━━━ Recorded data ━━━

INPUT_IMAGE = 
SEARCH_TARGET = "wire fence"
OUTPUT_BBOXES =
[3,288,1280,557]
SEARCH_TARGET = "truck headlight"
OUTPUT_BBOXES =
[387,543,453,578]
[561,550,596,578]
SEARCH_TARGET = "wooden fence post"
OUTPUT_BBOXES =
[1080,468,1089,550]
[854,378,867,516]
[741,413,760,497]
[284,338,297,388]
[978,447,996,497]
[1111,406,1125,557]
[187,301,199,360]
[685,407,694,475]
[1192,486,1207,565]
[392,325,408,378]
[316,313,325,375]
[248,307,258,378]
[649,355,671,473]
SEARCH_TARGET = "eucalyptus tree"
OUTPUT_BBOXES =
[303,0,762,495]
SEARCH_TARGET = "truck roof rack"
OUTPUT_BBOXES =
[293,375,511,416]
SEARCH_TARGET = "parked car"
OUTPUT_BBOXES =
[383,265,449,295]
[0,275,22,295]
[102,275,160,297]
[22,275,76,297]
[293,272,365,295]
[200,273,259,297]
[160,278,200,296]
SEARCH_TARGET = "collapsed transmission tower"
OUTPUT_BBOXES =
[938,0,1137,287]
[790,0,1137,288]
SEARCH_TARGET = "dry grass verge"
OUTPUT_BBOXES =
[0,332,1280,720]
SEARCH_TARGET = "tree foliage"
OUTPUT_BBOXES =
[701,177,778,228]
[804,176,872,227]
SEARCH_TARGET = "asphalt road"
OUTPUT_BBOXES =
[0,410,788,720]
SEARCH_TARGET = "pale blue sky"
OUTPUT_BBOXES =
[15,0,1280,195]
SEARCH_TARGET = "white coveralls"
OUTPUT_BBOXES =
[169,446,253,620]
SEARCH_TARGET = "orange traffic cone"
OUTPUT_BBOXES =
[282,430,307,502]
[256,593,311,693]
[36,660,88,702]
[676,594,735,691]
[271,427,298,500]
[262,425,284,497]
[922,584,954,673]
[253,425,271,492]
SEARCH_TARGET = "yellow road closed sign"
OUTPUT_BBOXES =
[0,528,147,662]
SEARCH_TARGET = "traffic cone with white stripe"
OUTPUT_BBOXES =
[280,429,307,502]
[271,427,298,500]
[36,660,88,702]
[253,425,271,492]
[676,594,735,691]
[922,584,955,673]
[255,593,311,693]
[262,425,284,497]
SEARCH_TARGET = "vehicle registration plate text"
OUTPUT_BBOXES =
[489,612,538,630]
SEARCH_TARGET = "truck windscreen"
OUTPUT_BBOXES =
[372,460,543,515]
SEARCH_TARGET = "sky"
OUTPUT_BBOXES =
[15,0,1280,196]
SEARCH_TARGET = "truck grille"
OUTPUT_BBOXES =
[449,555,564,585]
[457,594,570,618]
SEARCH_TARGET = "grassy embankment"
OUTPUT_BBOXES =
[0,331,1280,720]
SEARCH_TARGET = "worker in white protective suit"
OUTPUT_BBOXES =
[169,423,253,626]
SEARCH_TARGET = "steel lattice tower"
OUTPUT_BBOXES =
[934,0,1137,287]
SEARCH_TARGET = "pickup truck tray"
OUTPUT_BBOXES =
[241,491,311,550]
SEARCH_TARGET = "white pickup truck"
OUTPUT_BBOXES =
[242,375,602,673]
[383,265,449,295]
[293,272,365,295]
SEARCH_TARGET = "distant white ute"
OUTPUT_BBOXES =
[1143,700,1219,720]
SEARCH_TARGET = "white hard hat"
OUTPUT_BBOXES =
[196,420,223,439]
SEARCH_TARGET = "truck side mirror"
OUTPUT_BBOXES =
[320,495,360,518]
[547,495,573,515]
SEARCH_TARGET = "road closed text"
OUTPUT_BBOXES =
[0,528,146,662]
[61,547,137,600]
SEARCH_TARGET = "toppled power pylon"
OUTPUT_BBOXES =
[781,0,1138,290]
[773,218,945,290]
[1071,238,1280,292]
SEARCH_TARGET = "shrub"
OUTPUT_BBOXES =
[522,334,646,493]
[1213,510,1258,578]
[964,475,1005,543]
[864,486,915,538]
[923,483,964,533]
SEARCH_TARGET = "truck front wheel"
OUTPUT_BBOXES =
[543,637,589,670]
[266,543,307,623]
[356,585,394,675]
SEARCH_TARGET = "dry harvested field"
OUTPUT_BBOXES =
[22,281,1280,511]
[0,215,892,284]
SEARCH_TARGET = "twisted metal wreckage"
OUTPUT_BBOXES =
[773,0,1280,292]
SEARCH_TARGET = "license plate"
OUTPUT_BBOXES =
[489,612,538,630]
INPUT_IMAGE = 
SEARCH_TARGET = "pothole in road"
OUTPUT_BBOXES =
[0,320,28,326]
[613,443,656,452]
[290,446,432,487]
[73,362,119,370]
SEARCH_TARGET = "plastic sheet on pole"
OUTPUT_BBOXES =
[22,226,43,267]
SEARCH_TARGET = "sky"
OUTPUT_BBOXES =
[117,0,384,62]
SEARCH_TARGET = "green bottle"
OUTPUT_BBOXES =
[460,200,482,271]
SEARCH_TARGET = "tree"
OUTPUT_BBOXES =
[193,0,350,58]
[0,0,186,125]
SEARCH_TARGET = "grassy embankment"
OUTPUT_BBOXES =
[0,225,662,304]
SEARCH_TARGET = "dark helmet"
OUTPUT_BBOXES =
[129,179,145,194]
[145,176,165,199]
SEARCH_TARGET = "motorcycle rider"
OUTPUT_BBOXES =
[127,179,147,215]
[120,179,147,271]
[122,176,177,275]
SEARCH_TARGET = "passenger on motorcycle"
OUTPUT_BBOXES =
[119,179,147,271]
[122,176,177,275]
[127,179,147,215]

━━━

Exercise task
Copy all of the items above, reproducing each line without any change.

Complete response
INPUT_IMAGE = 
SEARCH_TARGET = "wire fence"
OUTPUT_BBOXES =
[3,288,1280,557]
SEARCH_TARGET = "truck headlight"
OUTPUT_BBOXES =
[387,543,453,578]
[561,550,596,578]
SEARCH_TARGET = "wooden fence post"
OUTPUT_BBOXES =
[1080,468,1089,550]
[854,378,867,516]
[741,413,760,497]
[284,338,297,388]
[978,447,996,497]
[1111,406,1125,557]
[187,301,199,360]
[685,407,694,475]
[1192,486,1207,565]
[392,325,408,378]
[316,313,325,375]
[248,307,258,378]
[649,355,671,473]
SEARCH_TARGET = "eucalyptus tree"
OUTPUT_BBOXES =
[303,0,762,495]
SEARCH_TARGET = "truck roof rack"
OUTPUT_BBOXES =
[293,375,511,416]
SEARCH_TARGET = "parked car"
OUTPUT_BBOXES =
[383,265,449,295]
[0,275,22,295]
[102,275,160,297]
[22,275,76,297]
[293,272,365,295]
[200,273,259,297]
[160,278,200,296]
SEARCH_TARGET = "collapsed transmission tower"
OUTPUT_BBOXES =
[938,0,1137,287]
[790,0,1137,288]
SEARCH_TARGET = "dry grass verge"
OUTPUT_BBOXES =
[0,332,1280,720]
SEARCH_TARGET = "tree foliage"
OUTPUT_BBOXES =
[701,177,778,228]
[804,176,872,227]
SEARCH_TARGET = "asphalt road"
OUTPUT_BBOXES =
[0,410,788,720]
SEARCH_TARGET = "pale blue sky"
OUTPUT_BBOXES =
[15,0,1280,195]
SEARCH_TARGET = "white coveralls"
OUTPUT_BBOXES =
[169,446,253,620]
SEARCH_TARGET = "orange traffic cone"
OUTPUT_BBOXES =
[282,430,307,502]
[256,593,311,693]
[36,660,88,702]
[676,594,735,691]
[271,427,298,500]
[262,425,284,497]
[922,584,954,673]
[253,425,271,492]
SEARCH_TARGET = "yellow road closed sign"
OUTPUT_BBOXES =
[0,528,147,662]
SEARCH_TARGET = "traffic cone with white stripe"
OUTPUT_BBOXES =
[280,429,307,502]
[271,427,298,500]
[36,660,88,702]
[253,425,271,492]
[676,594,735,691]
[922,584,955,673]
[255,593,311,693]
[262,425,284,497]
SEARCH_TARGET = "vehicle registration plate text"
OUTPUT_BBOXES =
[489,612,538,630]
SEARCH_TARGET = "truck windscreen"
OUTPUT_BBOXES =
[372,460,543,515]
SEARCH_TARGET = "sky"
OUTPUT_BBOXES =
[15,0,1280,196]
SEARCH_TARGET = "truck grille"
OUTPUT_BBOXES =
[449,555,564,585]
[457,594,570,618]
SEARCH_TARGET = "grassy embankment"
OUTPUT_BBOXES =
[0,331,1280,720]
SEARCH_TARGET = "worker in white protective suit"
OUTPUT_BBOXES =
[169,423,253,626]
SEARCH_TARGET = "steel lattice tower"
OUTPUT_BBOXES =
[934,0,1137,287]
SEARCH_TARGET = "pickup truck tray"
OUTPUT_BBOXES =
[241,491,311,550]
SEARCH_TARGET = "white pickup truck"
OUTPUT_BBOXES =
[242,375,602,673]
[383,265,449,295]
[293,272,365,295]
SEARCH_TARGET = "distant white ute"
OUTPUT_BBOXES =
[1143,700,1219,720]
SEARCH_TARGET = "white hard hat"
OUTPUT_BBOXES =
[196,420,223,439]
SEARCH_TARGET = "truck side mirror"
OUTPUT_BBOXES =
[320,495,360,518]
[547,495,573,515]
SEARCH_TARGET = "road closed text"
OUTPUT_BBOXES =
[0,528,146,662]
[61,547,137,600]
SEARCH_TARGET = "toppled power pylon"
OUTPUT_BBOXES =
[781,0,1138,290]
[773,218,945,290]
[1071,238,1280,292]
SEARCH_TARGET = "shrub"
OUTPUT_BBOXES =
[522,334,646,493]
[1213,510,1258,578]
[964,475,1005,543]
[864,486,915,538]
[923,483,964,533]
SEARCH_TARGET = "truck front wheel"
OUTPUT_BBOXES =
[543,637,589,670]
[266,543,307,623]
[356,585,394,675]
SEARCH_TARGET = "dry harvested field"
OUTPUT_BBOXES =
[22,281,1280,511]
[0,215,892,284]
SEARCH_TARGET = "twisted metal wreckage"
OUTPUT_BBOXES =
[773,0,1280,292]
SEARCH_TARGET = "license plate"
OUTPUT_BBOXES =
[489,612,538,630]
INPUT_IMAGE = 
SEARCH_TARGET = "pothole in road"
OUTPUT_BBOXES =
[0,320,28,326]
[613,443,656,452]
[290,446,432,487]
[73,362,119,370]
SEARCH_TARGET = "plastic sheet on pole"
OUTPUT_BBOXES =
[22,226,43,267]
SEARCH_TARGET = "sky"
OUTPUT_BBOXES =
[117,0,384,62]
SEARCH_TARGET = "green bottle"
OUTPUT_BBOXES =
[460,200,482,271]
SEARCH_TARGET = "tree"
OUTPUT_BBOXES =
[193,0,350,58]
[0,0,186,125]
SEARCH_TARGET = "grassy embankment"
OUTPUT_BBOXES =
[0,225,662,304]
SEARCH_TARGET = "dark helmet"
OUTPUT_BBOXES =
[129,179,145,194]
[145,176,165,199]
SEARCH_TARGET = "motorcycle rider"
OUTPUT_BBOXES =
[127,179,147,215]
[120,179,147,271]
[122,176,177,275]
SEARCH_TARGET = "passenger on motorcycle"
OUTPUT_BBOXES =
[119,179,147,271]
[122,176,177,275]
[127,179,147,215]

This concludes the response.